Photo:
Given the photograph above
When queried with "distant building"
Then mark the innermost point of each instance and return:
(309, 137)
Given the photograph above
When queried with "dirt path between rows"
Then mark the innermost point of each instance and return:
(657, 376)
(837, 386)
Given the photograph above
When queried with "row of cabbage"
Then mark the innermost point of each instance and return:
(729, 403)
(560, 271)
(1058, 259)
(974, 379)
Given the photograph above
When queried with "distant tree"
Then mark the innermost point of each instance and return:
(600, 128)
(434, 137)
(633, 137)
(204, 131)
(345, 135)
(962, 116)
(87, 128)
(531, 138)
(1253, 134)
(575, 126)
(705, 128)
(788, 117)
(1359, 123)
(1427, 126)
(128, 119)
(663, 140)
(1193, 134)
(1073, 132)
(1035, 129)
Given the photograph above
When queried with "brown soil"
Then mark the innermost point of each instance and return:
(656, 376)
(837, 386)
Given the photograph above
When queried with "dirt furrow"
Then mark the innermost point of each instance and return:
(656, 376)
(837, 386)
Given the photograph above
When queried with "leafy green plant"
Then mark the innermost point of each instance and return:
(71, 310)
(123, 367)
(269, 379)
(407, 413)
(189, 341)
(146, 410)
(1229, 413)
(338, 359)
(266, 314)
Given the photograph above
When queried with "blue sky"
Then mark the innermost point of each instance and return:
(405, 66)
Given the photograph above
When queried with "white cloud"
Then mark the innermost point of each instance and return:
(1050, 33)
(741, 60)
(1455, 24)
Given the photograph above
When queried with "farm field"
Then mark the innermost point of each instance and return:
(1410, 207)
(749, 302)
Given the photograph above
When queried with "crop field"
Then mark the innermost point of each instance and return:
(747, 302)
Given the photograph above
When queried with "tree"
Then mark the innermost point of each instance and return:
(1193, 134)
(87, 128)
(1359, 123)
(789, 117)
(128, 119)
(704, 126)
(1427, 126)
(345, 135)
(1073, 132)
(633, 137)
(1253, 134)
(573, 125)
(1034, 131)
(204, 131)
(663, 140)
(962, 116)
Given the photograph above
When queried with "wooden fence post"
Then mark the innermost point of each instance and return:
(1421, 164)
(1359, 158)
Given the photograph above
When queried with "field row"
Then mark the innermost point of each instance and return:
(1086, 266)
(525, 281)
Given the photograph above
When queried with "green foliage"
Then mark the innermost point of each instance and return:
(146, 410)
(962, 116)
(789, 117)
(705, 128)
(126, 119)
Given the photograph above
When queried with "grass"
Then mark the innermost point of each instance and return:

------------------------------------------------

■ **WHAT THIS TASK INVOLVES**: Across the entries, each line containing the word "distant" is to be counted once; the total alone is to be given.

■ **ANSWER SPACE**: 2